[Source records]
▼
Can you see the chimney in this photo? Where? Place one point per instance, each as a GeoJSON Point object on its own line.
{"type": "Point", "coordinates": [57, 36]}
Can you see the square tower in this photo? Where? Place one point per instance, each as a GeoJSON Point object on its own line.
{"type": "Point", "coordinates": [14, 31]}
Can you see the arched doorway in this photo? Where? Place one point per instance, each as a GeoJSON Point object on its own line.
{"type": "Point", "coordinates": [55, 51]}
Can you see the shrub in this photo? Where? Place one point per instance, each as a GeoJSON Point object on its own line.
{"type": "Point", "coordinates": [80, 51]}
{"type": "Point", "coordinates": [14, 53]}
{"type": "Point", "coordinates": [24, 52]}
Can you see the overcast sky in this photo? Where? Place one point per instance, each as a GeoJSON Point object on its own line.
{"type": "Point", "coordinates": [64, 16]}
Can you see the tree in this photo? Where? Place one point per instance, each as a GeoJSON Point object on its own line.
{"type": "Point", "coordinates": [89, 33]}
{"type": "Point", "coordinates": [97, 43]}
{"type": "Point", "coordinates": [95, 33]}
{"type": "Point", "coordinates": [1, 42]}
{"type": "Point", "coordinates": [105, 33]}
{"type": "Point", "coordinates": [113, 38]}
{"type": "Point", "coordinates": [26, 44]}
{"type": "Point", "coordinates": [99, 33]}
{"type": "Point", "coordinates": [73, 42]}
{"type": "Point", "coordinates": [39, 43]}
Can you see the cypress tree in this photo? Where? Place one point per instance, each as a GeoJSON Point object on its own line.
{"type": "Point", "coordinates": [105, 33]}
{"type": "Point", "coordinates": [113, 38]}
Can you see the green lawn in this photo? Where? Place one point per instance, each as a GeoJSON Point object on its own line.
▲
- TASK OBJECTIVE
In the material, from the line with "Can you see the overcast" through the last line, switch every "instance" to "occurrence" and leave all else unchanged. Return only those lines.

- SOLUTION TO THE EXERCISE
Can you see the overcast sky in this photo? Where? Place one point per occurrence, each as a GeoJSON Point object on its own line.
{"type": "Point", "coordinates": [64, 16]}
Can you see the tree in this photo? Where? Place one point per occurrence, each as a GeoJSON Point object on its own line.
{"type": "Point", "coordinates": [89, 33]}
{"type": "Point", "coordinates": [97, 43]}
{"type": "Point", "coordinates": [95, 33]}
{"type": "Point", "coordinates": [1, 42]}
{"type": "Point", "coordinates": [105, 33]}
{"type": "Point", "coordinates": [113, 38]}
{"type": "Point", "coordinates": [26, 44]}
{"type": "Point", "coordinates": [99, 33]}
{"type": "Point", "coordinates": [73, 42]}
{"type": "Point", "coordinates": [39, 43]}
Can you see the cypress tree in this photo? Where? Place one point per occurrence, each as a GeoJSON Point object on its own line.
{"type": "Point", "coordinates": [105, 33]}
{"type": "Point", "coordinates": [113, 38]}
Can you see the green lawn in this photo? Where? Place one point per occurrence, each as a GeoJSON Point object on its own line.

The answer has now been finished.